[Entries supplied]
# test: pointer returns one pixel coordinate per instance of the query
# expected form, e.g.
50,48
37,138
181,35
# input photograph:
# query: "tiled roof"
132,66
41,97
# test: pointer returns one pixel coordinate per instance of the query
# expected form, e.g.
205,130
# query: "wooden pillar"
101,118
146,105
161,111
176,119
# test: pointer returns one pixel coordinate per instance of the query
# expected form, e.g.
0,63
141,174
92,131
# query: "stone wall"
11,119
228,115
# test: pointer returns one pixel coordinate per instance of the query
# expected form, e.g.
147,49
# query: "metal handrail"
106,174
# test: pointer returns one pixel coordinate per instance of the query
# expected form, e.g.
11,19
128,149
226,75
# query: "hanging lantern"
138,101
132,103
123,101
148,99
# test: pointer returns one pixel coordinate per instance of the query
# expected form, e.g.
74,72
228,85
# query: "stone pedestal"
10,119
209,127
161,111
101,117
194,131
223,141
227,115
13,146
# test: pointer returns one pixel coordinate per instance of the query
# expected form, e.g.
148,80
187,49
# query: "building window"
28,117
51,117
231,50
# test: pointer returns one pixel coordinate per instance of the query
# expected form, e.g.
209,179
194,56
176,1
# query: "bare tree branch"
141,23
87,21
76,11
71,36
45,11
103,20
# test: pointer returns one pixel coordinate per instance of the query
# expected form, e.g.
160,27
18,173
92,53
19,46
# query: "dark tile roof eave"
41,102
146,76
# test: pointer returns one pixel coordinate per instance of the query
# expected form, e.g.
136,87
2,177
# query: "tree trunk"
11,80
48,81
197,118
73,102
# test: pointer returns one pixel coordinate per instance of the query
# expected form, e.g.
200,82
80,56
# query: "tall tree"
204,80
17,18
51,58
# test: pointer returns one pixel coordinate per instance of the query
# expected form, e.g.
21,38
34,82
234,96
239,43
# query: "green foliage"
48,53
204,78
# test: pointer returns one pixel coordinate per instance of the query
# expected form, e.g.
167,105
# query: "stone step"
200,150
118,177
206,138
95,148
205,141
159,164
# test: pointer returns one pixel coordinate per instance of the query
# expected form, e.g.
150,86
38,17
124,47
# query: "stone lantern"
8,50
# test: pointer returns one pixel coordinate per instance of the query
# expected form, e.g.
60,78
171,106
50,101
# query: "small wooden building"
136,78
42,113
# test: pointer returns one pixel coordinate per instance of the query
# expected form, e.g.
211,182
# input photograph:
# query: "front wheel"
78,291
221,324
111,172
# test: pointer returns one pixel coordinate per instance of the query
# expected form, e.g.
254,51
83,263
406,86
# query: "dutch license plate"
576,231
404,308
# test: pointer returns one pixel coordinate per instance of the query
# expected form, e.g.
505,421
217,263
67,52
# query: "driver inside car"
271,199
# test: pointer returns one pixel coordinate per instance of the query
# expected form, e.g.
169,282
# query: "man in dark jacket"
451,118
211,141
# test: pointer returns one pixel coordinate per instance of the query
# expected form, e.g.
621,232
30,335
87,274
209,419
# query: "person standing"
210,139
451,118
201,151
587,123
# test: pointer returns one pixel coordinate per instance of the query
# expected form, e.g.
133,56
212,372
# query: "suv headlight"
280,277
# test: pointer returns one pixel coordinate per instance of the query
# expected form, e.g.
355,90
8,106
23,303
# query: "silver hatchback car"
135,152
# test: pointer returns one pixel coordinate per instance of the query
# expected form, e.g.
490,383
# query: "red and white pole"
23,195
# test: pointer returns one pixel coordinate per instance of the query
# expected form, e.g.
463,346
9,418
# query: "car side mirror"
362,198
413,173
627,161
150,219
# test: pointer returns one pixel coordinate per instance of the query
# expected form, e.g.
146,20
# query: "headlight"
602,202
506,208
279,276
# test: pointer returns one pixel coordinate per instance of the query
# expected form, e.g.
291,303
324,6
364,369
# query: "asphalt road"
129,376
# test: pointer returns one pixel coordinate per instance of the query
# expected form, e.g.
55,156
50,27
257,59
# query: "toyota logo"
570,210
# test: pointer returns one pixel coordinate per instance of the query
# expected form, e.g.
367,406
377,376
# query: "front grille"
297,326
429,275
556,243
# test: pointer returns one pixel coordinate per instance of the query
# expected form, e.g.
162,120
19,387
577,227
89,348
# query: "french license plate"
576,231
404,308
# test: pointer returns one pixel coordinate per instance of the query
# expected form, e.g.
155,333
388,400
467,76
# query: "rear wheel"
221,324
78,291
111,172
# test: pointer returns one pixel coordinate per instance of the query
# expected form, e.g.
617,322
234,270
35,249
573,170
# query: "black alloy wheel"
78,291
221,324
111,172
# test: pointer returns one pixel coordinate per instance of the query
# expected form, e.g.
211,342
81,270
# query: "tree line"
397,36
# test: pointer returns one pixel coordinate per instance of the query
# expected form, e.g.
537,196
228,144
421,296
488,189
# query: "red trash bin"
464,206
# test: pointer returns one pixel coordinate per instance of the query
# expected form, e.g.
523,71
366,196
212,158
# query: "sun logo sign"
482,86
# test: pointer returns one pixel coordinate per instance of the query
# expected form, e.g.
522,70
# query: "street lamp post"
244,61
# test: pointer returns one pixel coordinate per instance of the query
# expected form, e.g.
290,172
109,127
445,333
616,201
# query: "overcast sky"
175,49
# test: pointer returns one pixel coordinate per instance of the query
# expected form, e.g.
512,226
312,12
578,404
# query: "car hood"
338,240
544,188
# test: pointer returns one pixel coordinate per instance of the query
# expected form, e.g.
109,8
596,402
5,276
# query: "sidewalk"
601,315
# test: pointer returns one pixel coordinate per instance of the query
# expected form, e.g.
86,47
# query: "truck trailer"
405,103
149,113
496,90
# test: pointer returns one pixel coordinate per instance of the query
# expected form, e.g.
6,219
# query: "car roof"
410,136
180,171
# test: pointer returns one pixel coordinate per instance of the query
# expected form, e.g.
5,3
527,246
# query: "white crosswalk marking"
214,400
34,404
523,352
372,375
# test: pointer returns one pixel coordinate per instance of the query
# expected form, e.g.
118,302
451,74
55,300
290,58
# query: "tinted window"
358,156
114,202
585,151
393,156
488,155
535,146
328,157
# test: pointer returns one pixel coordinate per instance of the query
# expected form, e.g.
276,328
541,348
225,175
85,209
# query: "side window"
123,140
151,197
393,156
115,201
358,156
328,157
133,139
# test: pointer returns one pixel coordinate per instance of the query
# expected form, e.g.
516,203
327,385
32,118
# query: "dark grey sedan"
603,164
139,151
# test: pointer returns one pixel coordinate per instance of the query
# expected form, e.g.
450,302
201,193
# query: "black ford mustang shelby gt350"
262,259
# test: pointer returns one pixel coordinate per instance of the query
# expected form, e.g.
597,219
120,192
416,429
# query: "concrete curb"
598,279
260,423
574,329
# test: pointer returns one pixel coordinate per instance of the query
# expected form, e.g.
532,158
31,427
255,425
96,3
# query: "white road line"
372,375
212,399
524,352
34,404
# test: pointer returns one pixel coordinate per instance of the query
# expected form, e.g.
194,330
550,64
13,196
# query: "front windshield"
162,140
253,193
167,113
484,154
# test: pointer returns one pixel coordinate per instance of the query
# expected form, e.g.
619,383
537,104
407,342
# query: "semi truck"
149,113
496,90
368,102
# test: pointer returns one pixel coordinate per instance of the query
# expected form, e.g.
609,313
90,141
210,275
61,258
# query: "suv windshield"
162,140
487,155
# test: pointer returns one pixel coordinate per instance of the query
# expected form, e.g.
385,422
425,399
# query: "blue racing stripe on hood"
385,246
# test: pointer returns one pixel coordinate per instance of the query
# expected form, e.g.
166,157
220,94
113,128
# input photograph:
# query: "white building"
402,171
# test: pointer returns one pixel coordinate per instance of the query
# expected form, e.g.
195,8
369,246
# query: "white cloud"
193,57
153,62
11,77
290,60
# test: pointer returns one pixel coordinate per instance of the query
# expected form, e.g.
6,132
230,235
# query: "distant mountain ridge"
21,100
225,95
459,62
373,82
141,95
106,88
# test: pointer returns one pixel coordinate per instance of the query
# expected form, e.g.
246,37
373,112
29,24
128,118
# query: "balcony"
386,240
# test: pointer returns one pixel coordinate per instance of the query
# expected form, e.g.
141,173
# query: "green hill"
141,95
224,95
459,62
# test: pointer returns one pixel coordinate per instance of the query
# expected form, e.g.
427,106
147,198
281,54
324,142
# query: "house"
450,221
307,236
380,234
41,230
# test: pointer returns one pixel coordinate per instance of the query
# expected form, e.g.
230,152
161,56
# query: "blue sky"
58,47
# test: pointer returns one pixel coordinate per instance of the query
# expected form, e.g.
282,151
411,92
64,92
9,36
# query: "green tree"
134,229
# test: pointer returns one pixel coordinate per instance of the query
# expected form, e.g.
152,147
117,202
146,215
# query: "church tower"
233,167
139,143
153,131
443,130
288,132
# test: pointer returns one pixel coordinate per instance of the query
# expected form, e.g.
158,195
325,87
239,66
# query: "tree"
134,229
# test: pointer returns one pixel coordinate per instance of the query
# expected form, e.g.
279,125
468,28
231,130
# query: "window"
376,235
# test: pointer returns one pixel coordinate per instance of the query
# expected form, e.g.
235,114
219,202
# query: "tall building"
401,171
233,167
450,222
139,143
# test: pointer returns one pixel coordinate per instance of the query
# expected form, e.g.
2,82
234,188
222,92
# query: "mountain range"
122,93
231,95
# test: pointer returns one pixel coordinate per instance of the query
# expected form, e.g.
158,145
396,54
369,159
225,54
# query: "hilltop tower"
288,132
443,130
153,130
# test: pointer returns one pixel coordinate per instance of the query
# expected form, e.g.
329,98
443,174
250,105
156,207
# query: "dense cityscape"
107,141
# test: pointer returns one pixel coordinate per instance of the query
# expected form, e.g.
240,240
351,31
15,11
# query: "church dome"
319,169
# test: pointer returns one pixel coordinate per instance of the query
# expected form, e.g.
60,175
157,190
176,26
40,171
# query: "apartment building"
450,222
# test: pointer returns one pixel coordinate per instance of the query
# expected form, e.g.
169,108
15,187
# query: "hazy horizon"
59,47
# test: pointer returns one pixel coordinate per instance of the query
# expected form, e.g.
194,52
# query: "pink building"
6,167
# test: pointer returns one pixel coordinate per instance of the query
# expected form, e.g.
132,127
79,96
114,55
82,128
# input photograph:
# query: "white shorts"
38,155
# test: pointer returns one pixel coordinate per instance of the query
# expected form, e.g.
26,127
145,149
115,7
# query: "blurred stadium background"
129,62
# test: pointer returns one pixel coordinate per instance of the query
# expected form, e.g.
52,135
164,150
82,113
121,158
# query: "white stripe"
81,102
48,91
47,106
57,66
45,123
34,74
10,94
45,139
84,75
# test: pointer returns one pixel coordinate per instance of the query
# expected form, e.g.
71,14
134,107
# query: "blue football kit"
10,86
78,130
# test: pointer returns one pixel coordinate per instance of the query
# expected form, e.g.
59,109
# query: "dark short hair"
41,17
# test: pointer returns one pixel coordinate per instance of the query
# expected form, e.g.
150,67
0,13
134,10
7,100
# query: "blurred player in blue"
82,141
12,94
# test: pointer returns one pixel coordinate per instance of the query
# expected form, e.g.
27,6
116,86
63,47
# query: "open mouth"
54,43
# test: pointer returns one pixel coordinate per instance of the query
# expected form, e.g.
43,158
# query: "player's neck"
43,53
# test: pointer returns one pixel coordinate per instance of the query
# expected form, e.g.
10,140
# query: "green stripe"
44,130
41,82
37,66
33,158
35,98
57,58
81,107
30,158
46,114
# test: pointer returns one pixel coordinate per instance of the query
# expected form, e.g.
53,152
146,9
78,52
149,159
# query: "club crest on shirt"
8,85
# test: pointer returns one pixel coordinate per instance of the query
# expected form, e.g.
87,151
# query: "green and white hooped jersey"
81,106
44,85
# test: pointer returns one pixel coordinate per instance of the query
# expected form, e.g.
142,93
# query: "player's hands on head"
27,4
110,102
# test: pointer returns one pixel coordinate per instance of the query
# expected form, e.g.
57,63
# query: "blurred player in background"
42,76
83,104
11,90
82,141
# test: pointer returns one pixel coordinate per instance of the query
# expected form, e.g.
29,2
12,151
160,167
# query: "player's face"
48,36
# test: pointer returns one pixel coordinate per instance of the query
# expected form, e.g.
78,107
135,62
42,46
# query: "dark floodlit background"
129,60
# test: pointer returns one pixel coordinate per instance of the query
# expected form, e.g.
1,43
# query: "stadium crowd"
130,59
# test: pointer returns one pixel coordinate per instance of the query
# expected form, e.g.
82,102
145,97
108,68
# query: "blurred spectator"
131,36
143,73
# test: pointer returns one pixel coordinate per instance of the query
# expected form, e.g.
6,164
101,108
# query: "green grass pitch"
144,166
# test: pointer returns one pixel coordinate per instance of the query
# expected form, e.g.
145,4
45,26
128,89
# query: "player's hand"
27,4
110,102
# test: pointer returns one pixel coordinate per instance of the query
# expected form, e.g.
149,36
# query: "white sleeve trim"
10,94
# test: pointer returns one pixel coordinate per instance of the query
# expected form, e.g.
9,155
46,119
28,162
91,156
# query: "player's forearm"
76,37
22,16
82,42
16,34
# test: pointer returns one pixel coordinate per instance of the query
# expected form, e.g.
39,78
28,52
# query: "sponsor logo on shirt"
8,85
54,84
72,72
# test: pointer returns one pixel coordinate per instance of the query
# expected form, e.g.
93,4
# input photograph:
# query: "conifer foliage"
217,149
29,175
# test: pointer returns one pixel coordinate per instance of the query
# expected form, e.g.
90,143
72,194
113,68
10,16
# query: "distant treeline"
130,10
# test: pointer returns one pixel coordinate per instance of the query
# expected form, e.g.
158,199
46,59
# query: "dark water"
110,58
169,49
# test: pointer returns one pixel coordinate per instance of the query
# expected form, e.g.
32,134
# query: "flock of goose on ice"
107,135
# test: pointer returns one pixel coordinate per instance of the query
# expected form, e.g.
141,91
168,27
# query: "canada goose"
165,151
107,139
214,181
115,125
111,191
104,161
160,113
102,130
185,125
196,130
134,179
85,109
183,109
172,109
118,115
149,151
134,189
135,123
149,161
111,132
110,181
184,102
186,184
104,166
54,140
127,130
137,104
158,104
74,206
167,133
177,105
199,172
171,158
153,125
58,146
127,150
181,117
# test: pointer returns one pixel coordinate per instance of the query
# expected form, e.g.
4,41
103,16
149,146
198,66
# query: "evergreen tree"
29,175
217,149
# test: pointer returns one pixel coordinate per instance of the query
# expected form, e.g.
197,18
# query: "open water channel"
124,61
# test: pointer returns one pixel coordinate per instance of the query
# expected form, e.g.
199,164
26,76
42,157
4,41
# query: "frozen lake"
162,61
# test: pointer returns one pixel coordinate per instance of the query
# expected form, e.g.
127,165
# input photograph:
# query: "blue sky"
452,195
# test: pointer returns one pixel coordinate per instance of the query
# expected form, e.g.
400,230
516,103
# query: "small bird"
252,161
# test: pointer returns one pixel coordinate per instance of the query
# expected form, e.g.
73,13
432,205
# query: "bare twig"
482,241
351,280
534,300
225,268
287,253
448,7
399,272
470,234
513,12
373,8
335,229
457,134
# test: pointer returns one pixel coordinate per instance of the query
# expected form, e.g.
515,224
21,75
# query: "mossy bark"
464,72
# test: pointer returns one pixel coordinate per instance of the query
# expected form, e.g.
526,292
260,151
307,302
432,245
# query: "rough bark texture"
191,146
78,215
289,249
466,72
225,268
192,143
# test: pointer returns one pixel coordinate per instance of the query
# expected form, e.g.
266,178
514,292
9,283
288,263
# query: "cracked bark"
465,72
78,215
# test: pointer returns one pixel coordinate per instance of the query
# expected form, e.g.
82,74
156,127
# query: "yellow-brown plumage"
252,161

[What to do] Pull out every line in the listing above that contains the word "open", and copy each one in full.

[Response for this exercise]
# query: "open mouth"
# query: "open water channel"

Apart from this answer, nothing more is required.